Point annotation dataset records:
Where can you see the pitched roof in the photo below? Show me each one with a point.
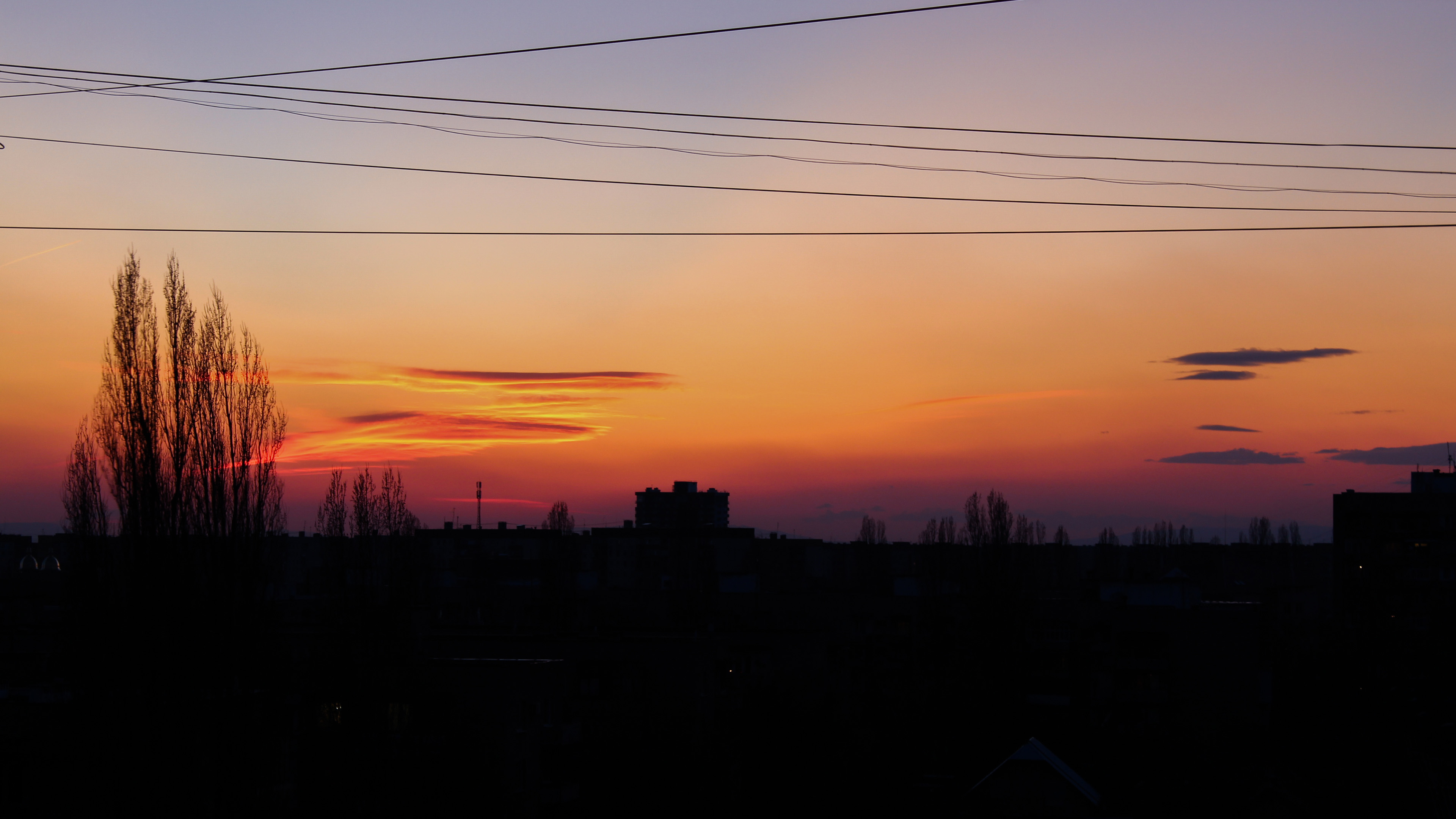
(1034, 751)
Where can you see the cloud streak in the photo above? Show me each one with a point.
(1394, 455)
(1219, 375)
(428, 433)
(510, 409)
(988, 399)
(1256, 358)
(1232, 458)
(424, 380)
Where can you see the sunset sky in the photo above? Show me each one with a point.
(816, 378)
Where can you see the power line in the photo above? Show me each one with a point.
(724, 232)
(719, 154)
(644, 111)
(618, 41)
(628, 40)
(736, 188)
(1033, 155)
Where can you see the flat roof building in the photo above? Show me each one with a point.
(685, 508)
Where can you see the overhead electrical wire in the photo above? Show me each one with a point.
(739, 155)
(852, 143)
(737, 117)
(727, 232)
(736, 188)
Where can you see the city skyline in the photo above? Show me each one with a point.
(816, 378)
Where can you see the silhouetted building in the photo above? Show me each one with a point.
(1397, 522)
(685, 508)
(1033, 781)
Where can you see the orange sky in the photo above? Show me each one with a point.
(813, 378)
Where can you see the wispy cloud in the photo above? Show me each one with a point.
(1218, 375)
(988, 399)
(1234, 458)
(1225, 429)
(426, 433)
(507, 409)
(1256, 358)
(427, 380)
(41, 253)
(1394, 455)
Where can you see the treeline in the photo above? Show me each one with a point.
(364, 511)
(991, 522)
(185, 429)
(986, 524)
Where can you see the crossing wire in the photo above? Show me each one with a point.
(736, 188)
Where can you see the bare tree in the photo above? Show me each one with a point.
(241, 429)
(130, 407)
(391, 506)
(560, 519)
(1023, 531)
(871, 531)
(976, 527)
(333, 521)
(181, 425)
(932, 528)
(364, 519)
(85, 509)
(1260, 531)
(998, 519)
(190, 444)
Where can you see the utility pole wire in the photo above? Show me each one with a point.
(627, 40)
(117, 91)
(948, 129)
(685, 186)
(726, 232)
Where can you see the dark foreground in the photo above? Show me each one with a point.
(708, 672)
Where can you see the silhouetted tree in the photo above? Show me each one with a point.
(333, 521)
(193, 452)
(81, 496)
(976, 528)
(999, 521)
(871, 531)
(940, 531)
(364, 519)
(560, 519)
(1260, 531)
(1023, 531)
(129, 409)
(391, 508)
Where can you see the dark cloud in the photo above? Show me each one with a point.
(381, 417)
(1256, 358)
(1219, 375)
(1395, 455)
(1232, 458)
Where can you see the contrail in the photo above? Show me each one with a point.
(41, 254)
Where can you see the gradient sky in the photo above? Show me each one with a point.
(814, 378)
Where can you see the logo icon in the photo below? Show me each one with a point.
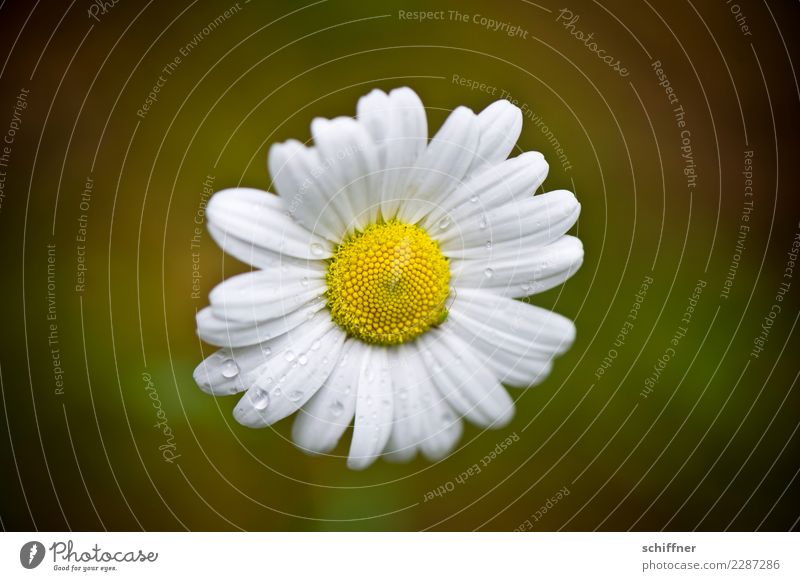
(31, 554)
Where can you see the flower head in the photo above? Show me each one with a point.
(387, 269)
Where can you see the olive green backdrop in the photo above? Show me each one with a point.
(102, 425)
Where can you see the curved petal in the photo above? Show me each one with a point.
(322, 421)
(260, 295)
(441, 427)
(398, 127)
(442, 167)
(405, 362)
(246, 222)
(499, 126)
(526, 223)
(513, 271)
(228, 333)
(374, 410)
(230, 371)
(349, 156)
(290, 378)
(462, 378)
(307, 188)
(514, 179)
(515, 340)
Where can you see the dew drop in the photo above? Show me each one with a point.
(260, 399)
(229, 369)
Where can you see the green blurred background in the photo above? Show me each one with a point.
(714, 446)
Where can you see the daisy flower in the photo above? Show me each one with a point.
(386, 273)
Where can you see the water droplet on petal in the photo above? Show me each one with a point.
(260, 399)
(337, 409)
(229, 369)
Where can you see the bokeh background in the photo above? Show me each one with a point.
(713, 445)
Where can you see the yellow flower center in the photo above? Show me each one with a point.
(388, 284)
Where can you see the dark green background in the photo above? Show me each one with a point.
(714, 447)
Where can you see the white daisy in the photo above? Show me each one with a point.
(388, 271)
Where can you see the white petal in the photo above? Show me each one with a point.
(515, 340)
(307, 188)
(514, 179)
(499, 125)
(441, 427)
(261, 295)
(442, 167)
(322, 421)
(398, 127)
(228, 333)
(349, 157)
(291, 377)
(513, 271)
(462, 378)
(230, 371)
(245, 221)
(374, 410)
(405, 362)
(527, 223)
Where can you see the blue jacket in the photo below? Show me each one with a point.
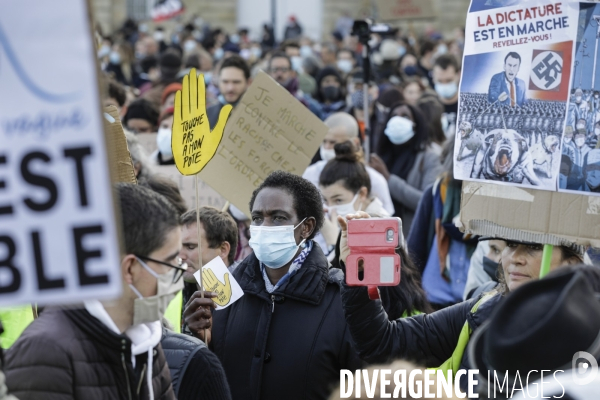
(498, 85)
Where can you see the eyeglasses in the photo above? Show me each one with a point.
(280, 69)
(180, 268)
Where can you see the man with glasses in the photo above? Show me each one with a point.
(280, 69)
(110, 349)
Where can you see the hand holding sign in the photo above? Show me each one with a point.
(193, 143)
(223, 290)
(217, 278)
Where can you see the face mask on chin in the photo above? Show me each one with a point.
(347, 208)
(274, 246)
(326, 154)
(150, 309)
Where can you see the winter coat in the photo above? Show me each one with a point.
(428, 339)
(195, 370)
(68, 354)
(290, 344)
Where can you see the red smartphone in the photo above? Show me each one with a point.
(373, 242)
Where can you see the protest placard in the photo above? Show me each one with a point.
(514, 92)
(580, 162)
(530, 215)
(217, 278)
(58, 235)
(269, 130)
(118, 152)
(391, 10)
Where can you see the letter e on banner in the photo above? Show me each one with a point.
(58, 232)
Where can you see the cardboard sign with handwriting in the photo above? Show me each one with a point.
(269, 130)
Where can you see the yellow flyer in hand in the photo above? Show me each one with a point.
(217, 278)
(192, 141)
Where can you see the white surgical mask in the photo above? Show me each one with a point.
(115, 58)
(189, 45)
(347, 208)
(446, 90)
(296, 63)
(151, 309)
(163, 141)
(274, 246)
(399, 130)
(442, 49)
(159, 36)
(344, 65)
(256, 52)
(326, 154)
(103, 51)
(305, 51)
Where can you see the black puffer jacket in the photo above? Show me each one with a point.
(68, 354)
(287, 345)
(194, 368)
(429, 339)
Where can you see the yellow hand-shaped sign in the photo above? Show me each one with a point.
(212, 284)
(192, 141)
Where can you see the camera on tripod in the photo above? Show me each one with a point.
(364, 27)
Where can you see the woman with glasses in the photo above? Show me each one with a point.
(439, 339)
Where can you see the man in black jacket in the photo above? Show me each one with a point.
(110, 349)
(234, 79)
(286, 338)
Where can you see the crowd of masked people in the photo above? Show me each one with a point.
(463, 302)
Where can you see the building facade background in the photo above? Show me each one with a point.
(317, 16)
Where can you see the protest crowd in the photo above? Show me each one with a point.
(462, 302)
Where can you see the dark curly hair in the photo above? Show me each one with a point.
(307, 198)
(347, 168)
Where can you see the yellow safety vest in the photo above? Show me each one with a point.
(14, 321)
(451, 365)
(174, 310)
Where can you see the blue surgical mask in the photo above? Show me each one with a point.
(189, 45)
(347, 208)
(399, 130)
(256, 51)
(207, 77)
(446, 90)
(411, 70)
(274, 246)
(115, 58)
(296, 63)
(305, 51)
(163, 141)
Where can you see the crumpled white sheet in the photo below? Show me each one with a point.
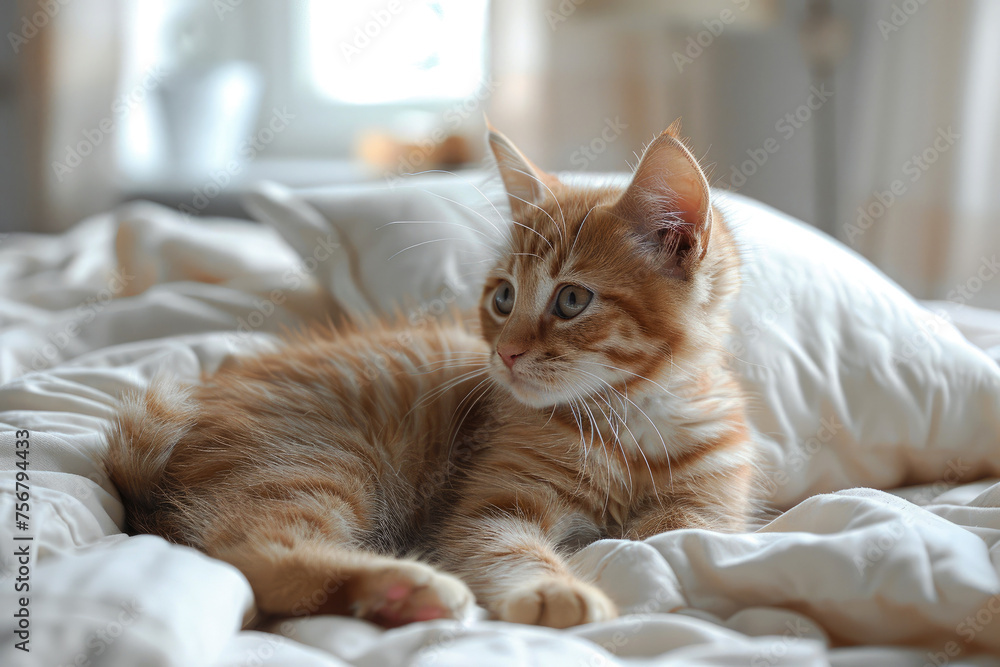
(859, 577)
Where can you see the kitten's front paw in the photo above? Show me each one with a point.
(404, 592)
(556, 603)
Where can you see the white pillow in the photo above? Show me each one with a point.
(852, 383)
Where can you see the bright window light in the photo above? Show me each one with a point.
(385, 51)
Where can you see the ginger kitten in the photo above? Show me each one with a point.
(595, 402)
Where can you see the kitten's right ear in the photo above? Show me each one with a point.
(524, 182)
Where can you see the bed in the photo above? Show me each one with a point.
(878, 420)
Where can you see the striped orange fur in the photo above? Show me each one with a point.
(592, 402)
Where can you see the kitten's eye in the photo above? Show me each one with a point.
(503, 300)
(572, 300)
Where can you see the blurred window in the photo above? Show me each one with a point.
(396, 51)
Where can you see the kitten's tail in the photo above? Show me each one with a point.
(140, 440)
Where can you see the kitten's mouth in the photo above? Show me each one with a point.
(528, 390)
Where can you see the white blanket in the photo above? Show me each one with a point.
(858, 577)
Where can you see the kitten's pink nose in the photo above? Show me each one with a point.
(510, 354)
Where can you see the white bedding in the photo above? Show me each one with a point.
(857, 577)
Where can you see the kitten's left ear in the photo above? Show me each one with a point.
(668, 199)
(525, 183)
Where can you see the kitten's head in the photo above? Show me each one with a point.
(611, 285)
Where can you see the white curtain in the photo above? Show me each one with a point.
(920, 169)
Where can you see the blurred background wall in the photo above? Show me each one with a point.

Task brief:
Copy the stretch of the records from the line containing "Where can you see the kitten's pink" through the end of the records, word for word, including both ends.

Exercise output:
Where can you see the kitten's pink nose in the photo above? Show me each one with a point.
(510, 354)
Where can you see the white bedding in the photo above? Show me each one with a point.
(857, 577)
Where can you see the kitten's left ear in the photo above? Show me each one with a point.
(668, 199)
(525, 183)
Where can you see the kitten's head in the photo above? Show me each one with a point.
(611, 285)
Where can you see the white curtain in the photo above? Show me each one with a point.
(920, 169)
Where can you see the blurred background wall in the photo above? Show me each one with a point.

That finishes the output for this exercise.